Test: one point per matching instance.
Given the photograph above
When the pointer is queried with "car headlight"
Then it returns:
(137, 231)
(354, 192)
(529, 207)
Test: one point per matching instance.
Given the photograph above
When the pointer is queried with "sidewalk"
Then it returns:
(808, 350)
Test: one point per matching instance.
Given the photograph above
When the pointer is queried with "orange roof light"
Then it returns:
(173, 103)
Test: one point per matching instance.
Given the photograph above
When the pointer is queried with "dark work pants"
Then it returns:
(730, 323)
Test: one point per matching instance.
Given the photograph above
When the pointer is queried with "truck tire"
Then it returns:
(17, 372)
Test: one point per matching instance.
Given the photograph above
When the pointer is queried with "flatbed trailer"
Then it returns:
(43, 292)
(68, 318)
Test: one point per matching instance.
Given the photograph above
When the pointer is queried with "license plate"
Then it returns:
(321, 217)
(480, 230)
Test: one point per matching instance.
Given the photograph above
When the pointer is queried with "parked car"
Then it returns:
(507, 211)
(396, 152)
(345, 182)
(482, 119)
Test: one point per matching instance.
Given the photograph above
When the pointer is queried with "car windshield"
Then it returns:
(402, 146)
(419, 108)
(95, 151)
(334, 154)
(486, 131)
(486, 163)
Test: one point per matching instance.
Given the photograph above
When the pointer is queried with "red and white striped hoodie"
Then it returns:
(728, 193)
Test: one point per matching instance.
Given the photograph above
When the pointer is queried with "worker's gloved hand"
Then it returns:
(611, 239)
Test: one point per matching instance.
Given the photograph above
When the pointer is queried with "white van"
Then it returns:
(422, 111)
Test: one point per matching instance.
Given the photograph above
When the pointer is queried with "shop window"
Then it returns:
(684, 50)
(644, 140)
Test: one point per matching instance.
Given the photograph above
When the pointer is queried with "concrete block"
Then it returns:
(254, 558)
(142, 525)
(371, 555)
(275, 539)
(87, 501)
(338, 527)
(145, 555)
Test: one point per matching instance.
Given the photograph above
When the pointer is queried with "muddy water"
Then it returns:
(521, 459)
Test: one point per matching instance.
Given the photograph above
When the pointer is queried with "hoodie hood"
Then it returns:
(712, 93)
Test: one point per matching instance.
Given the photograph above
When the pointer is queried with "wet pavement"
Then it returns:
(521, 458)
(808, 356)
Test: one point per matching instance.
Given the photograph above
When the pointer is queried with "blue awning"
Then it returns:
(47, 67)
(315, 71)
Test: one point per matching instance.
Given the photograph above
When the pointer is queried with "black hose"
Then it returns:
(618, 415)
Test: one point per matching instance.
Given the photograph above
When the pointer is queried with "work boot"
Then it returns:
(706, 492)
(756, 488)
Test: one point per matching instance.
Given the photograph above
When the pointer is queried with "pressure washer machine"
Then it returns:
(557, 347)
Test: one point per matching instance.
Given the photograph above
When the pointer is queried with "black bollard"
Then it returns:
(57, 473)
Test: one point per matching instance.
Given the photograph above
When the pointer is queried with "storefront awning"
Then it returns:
****************
SHORT TASK
Copy every line of the listing above that contains the string "awning". Matching is case-sensitive.

WRITTEN REPLY
When the pointer is queried with "blue awning"
When the pointer is queried with "storefront awning"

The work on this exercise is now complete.